### Exercise
Restate each entry word for word, leaving nothing out.
::: Data entries
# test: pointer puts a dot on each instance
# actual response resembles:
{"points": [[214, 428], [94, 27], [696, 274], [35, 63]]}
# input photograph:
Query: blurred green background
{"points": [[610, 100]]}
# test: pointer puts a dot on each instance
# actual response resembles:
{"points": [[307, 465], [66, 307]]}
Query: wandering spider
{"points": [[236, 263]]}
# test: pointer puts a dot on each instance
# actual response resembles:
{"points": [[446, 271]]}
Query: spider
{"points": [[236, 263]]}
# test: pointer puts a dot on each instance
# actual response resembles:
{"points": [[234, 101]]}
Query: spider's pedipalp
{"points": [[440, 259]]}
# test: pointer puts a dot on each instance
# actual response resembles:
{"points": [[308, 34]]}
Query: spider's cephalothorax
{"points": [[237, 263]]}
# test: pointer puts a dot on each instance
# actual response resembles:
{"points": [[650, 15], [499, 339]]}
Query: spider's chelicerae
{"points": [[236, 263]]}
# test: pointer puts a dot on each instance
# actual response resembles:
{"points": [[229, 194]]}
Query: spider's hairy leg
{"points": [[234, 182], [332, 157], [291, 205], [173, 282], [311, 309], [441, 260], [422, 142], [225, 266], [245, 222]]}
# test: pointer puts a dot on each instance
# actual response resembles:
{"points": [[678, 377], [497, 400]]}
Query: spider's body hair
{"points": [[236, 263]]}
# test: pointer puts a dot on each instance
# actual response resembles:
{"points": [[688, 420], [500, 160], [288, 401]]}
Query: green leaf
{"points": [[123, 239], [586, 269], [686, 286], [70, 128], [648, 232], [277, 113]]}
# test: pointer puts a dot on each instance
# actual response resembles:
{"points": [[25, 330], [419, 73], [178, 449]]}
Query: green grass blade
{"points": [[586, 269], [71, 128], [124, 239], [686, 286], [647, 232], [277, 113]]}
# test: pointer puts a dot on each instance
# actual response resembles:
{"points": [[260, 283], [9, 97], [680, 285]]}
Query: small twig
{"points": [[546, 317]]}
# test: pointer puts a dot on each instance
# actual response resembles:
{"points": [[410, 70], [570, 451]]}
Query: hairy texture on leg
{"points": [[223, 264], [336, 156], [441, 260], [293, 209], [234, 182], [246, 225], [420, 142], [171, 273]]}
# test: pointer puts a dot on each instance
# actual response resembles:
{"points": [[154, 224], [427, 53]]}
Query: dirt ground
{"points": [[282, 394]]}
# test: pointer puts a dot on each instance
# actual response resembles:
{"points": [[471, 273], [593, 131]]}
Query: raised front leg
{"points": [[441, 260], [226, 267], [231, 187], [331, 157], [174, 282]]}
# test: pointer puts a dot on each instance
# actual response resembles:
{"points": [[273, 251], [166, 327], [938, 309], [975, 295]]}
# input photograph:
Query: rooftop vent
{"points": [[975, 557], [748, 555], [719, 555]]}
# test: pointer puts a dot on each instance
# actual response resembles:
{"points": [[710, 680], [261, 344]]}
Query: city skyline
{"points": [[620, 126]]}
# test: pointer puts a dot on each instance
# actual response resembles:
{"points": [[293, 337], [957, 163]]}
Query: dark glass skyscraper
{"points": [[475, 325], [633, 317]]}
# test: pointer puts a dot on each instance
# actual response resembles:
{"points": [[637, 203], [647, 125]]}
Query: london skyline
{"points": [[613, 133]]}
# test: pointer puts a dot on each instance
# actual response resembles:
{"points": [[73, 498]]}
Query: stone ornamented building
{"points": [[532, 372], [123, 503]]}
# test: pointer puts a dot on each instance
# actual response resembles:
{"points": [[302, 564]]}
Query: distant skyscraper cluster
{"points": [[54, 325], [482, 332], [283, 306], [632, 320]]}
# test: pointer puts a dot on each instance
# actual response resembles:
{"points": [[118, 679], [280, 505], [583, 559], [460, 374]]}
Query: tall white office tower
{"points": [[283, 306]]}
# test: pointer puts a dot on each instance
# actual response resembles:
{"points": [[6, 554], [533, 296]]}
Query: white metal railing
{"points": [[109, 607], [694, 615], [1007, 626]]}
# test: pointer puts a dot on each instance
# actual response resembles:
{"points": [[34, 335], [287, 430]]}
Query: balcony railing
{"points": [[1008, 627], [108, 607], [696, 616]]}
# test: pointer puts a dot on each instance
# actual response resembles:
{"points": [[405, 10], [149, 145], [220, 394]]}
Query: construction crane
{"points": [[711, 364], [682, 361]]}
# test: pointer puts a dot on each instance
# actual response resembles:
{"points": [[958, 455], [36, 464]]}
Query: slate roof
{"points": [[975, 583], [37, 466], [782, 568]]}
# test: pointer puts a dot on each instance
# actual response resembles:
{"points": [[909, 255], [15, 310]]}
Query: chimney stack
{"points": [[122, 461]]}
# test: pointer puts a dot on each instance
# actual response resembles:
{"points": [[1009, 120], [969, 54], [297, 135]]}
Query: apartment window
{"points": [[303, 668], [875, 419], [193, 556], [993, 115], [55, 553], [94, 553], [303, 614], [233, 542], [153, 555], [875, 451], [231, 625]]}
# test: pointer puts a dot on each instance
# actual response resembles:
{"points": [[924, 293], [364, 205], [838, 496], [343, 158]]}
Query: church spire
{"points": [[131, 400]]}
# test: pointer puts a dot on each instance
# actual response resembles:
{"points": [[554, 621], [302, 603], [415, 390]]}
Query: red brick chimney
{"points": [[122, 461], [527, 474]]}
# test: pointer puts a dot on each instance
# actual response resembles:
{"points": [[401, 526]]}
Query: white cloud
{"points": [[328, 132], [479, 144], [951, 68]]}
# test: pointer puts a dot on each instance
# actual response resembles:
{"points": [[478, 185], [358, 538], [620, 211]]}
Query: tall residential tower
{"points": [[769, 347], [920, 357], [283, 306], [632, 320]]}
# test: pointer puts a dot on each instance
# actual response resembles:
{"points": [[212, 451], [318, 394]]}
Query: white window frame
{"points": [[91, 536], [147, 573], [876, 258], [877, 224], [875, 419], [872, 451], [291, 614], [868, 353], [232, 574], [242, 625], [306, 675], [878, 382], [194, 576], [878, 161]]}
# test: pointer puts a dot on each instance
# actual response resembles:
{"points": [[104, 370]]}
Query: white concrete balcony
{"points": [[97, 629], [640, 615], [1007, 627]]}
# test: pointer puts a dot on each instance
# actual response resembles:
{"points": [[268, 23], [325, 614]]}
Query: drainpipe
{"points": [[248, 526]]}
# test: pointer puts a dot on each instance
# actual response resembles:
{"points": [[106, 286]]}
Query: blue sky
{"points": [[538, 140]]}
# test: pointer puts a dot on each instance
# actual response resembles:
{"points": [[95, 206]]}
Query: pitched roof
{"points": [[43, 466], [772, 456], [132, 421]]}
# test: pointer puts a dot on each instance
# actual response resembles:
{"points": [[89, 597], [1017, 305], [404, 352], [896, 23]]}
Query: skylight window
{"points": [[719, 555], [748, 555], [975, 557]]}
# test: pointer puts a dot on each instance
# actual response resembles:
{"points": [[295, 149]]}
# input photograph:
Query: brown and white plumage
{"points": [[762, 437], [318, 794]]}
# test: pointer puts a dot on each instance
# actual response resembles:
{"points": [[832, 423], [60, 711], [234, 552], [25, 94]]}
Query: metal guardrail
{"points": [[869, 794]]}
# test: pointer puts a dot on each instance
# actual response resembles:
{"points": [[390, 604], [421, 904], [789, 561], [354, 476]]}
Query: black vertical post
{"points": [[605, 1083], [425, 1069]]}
::::::
### Answer in full
# test: pointer puts a dot on each instance
# actual response resembles:
{"points": [[214, 428], [94, 27], [696, 274], [35, 63]]}
# input photograph:
Query: blurred green background
{"points": [[610, 100]]}
# test: pointer puts a dot on each instance
# actual response resembles:
{"points": [[307, 465], [66, 307]]}
Query: wandering spider
{"points": [[236, 263]]}
# test: pointer puts a dot on each instance
# actual response resembles:
{"points": [[446, 271]]}
Query: spider
{"points": [[236, 263]]}
# test: pointer puts a dot on each instance
# actual response resembles:
{"points": [[234, 101]]}
Query: spider's pedipalp
{"points": [[440, 259]]}
# test: pointer puts a dot on each instance
# actual response resembles:
{"points": [[308, 34]]}
Query: spider's cephalothorax
{"points": [[237, 263]]}
# test: pointer puts a dot on each instance
# actual response resembles:
{"points": [[650, 15], [499, 339]]}
Query: spider's chelicerae
{"points": [[236, 263]]}
# test: pointer puts a dot on each instance
# actual response resembles:
{"points": [[229, 194]]}
Query: spider's hairy leg
{"points": [[234, 182], [332, 157], [291, 205], [173, 282], [311, 309], [441, 260], [422, 142], [225, 266], [245, 222]]}
# test: pointer puts a dot on each instance
# actual response resembles:
{"points": [[678, 377], [497, 400]]}
Query: spider's body hair
{"points": [[236, 263]]}
# test: pointer puts a dot on each instance
# actual response resembles:
{"points": [[688, 420], [500, 160], [288, 401]]}
Query: green leaf
{"points": [[123, 239], [586, 269], [686, 286], [70, 128], [648, 232], [277, 113]]}
# test: pointer puts a dot on each instance
# actual response resembles:
{"points": [[25, 330], [419, 73], [178, 449]]}
Query: green grass blade
{"points": [[586, 269], [71, 128], [124, 239], [686, 286], [647, 232], [277, 113]]}
# test: pointer puts a dot on each instance
# actual response resembles:
{"points": [[260, 283], [9, 97], [680, 285]]}
Query: small twig
{"points": [[546, 317]]}
# test: pointer puts a dot on each instance
# actual response resembles:
{"points": [[410, 70], [570, 451]]}
Query: hairy texture on leg
{"points": [[223, 264], [336, 156], [441, 260], [293, 209], [234, 182], [246, 225], [420, 142], [171, 273]]}
# test: pointer puts a dot on each instance
# actual response resembles:
{"points": [[154, 224], [427, 53]]}
Query: dirt ground
{"points": [[282, 394]]}
# test: pointer puts a dot on each instance
# actual response resembles:
{"points": [[471, 273], [593, 131]]}
Query: raised front leg
{"points": [[441, 260], [226, 267], [231, 187], [331, 157], [174, 282]]}
# test: pointer puts a dot on each instance
# actual response resembles:
{"points": [[273, 251], [166, 327], [938, 309], [975, 295]]}
# input photograph:
Query: rooftop vent
{"points": [[975, 557], [748, 555], [719, 555]]}
# test: pointer puts a dot on each instance
# actual response resembles:
{"points": [[710, 680], [261, 344]]}
Query: city skyline
{"points": [[620, 126]]}
# test: pointer puts a dot on each instance
# actual response resembles:
{"points": [[293, 337], [957, 163]]}
Query: dark glass skyscraper
{"points": [[475, 325], [633, 317]]}
# test: pointer puts a dot on each instance
# actual response resembles:
{"points": [[637, 203], [647, 125]]}
Query: london skyline
{"points": [[613, 133]]}
# test: pointer puts a dot on each instance
# actual response resembles:
{"points": [[73, 498]]}
Query: stone ornamented building
{"points": [[532, 372], [123, 503]]}
# test: pointer puts a dot on each instance
# actual response resembles:
{"points": [[302, 564]]}
Query: distant skyscraper cluster
{"points": [[54, 325], [482, 332], [283, 306], [632, 320]]}
# test: pointer puts a dot on each instance
# actual response resembles:
{"points": [[118, 679], [280, 505], [583, 559], [460, 374]]}
Query: tall white office tower
{"points": [[283, 306]]}
# test: pointer puts a dot on each instance
# actual response resembles:
{"points": [[6, 554], [533, 296]]}
Query: white metal railing
{"points": [[109, 607], [694, 615], [1007, 626]]}
# test: pointer puts a dot on each instance
# actual response resembles:
{"points": [[34, 335], [287, 430]]}
Query: balcony railing
{"points": [[1008, 627], [108, 607], [696, 616]]}
# test: pointer puts a dot on each instance
# actual response resembles:
{"points": [[405, 10], [149, 145], [220, 394]]}
Query: construction crane
{"points": [[711, 364], [682, 361]]}
# test: pointer puts a dot on each instance
# actual response resembles:
{"points": [[958, 455], [36, 464]]}
Query: slate roof
{"points": [[975, 583], [37, 466], [782, 568]]}
# test: pointer puts a dot on each instance
# actual response resembles:
{"points": [[909, 255], [15, 310]]}
Query: chimney stack
{"points": [[122, 461]]}
# test: pointer puts a dot on each instance
# actual response resembles:
{"points": [[1009, 120], [969, 54], [297, 135]]}
Query: apartment window
{"points": [[303, 668], [875, 419], [193, 556], [993, 115], [55, 553], [94, 553], [303, 614], [233, 542], [153, 555], [875, 451], [231, 625]]}
# test: pointer puts a dot on each instance
# actual response resembles:
{"points": [[924, 293], [364, 205], [838, 496], [343, 158]]}
Query: church spire
{"points": [[131, 400]]}
# test: pointer puts a dot on each instance
# actual response resembles:
{"points": [[554, 621], [302, 603], [415, 390]]}
Query: red brick chimney
{"points": [[122, 461], [527, 474]]}
# test: pointer puts a dot on each instance
# actual response resembles:
{"points": [[401, 526]]}
Query: white cloud
{"points": [[328, 132], [479, 144], [951, 68]]}
# test: pointer puts a dot on each instance
# actual response resembles:
{"points": [[478, 185], [358, 538], [620, 211]]}
Query: tall residential tower
{"points": [[769, 347], [920, 357], [283, 306], [632, 320]]}
# test: pointer puts a dot on each instance
# actual response resembles:
{"points": [[212, 451], [318, 394]]}
Query: white window frame
{"points": [[91, 536], [147, 573], [876, 258], [877, 224], [875, 419], [872, 451], [291, 614], [868, 353], [232, 574], [242, 625], [306, 675], [878, 382], [194, 576], [878, 161]]}
# test: pointer puts a dot on each instance
# actual response resembles:
{"points": [[104, 370]]}
Query: white concrete balcony
{"points": [[97, 629], [640, 615], [1007, 627]]}
# test: pointer puts a dot on each instance
# actual response resembles:
{"points": [[268, 23], [325, 614]]}
Query: drainpipe
{"points": [[248, 526]]}
# test: pointer puts a dot on each instance
# actual response resembles:
{"points": [[106, 286]]}
Query: blue sky
{"points": [[538, 140]]}
# test: pointer puts a dot on each instance
# actual response resembles:
{"points": [[95, 206]]}
Query: pitched roof
{"points": [[43, 466], [772, 456], [132, 421]]}
# test: pointer puts a dot on each instance
# actual response resembles:
{"points": [[89, 597], [1017, 305], [404, 352], [896, 23]]}
Query: skylight window
{"points": [[719, 555], [748, 555], [975, 557]]}
# test: pointer puts a dot on each instance
# actual response resembles:
{"points": [[295, 149]]}
# input photograph:
Query: brown and white plumage
{"points": [[762, 437], [318, 794]]}
# test: pointer puts a dot on each instance
# actual response resembles:
{"points": [[832, 423], [60, 711], [234, 552], [25, 94]]}
Query: metal guardrail
{"points": [[869, 794]]}
# test: pointer puts a dot on each instance
# actual response resembles:
{"points": [[390, 604], [421, 904], [789, 561], [354, 476]]}
Query: black vertical post
{"points": [[605, 1083], [425, 1069]]}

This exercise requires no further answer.